In the newsroom mouse text, what does the mouse refuse to eat?

---------- Text excerpt ----------

In the newsroom where I work, there is a mouse, and he is a freeloader, a non-working bum of a mouse addicted to the entitlements of cookies, taco chips, granola bars, candy and all the other wonderful treats to be found in the desk drawers of hardworking, taxpaying reporters.

He raids us at night, chewing his way through the plastic wrap that protects our convenience store brownies, feasting while the reporters are at home, asleep, dreaming fitfully of the next mortgage payment.

And he leaves behind small, black mouse turds. It's not enough for him to eat food that belongs to working people, he has to insult us with his leavings.

So we're trying to poison him, or at least our building manager is trying to poison him.

Ah, but the mouse doesn't eat the hard poison pellets in the black plastic traps. Instead, he sneaks through the backsides of our drawers and sinks his small mouse-y teeth into Hershey's Kisses, cupcakes and, soon, leftover Easter candy.

Leftover Easter candy! Clearly, the mouse does not share our values, not if he's willing to steal candy meant to celebrate the resurrection of Our Lord, of Jesus himself, who blessed the boss, who sanctified work, whose million churches bid us to struggle and suffer and to hate the non-workers, the midnight chiselers, the scurrying vermin who steal the food that represents our sacred toil and our puffed-up pride in working for someone else. The mouse hates Jesus!

The mouse is a communist! The mouse confiscates our energy bars! The mouse redistributes our wealth! The mouse doesn't wear pants, but if he did, they'd ride below his hips, giving everyone a peek at his patterned boxer shorts.

We never see the mouse during the day. We bust our humps while he just lays around in some cozy place, sleeping. Why is he up all night, anyway? Is he on drugs?

I say "the mouse," but the amateur mouse-ologists I know say there's no such thing as one mouse.

"You got one mouse, you got a whole family," they tell me. "Mice breed like welfare recipients."

So, those dry, warm cozy spaces inside our walls are not just part of work's temple, they're a housing project, a teeming ghetto of mice crawling all over each other, breeding endlessly in dirty, secret places, all of their hot sex supported by chocolate chip cookies confiscated from hard-working taxpayers like me.

Then again, no one's ever seen the mouse's family. Maybe he's gay, shacked up with another male mouse. That's not natural. Mice are supposed to have little two-parent mouse-y families, like in the picture books I had when I was a kid, back when things made sense.

I can't stand it! Look at my fingers, calloused from pounding a computer keyboard. Look at my ears, swollen from listening hard at meetings. I've had enough!

---------- Excerpted records ----------

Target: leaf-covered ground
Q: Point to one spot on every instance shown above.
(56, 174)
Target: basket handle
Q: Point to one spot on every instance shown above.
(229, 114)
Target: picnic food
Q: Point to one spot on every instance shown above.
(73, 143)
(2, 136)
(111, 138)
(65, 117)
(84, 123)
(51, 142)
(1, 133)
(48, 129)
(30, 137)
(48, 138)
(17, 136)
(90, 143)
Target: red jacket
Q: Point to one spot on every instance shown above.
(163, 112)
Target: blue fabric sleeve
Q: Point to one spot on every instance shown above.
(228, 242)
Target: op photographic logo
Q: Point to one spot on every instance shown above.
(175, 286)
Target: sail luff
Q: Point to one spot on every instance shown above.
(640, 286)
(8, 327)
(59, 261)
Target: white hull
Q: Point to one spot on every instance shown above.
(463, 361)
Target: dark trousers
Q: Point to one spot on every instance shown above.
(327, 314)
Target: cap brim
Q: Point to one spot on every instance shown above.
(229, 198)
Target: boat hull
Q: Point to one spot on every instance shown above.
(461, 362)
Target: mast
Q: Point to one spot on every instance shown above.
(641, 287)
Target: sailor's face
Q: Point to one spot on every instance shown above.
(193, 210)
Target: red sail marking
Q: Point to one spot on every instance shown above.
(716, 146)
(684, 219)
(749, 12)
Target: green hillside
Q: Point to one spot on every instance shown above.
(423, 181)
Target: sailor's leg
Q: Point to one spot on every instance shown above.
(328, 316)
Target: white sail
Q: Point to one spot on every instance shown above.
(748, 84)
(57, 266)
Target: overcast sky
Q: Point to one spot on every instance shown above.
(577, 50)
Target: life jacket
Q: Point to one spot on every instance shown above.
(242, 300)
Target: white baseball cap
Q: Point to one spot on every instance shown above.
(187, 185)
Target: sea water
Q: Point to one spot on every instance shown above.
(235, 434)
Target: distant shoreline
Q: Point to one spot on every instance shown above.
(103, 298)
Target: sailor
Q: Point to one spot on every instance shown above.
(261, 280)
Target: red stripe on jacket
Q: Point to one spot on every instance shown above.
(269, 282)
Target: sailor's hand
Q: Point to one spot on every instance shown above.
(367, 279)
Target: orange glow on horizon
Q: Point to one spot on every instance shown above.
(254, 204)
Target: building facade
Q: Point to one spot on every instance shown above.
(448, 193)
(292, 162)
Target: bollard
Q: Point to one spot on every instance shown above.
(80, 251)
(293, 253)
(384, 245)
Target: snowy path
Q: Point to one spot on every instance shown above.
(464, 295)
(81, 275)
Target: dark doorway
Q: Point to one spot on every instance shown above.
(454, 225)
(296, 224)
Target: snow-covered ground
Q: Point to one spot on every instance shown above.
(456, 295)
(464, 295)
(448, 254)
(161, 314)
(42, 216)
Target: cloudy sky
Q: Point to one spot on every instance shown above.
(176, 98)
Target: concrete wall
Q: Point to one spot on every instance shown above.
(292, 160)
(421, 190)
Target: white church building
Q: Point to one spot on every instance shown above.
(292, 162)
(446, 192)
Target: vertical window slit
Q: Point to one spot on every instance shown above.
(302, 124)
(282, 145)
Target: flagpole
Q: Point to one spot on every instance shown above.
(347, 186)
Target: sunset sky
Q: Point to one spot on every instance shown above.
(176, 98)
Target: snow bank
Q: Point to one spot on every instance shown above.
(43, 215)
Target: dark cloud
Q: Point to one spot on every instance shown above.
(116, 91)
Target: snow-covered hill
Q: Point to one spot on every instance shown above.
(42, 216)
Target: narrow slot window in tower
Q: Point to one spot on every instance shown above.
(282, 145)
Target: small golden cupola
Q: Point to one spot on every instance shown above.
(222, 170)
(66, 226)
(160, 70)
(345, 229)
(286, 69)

----------

Answer for this exercise:
The hard poison pellets in the black plastic traps.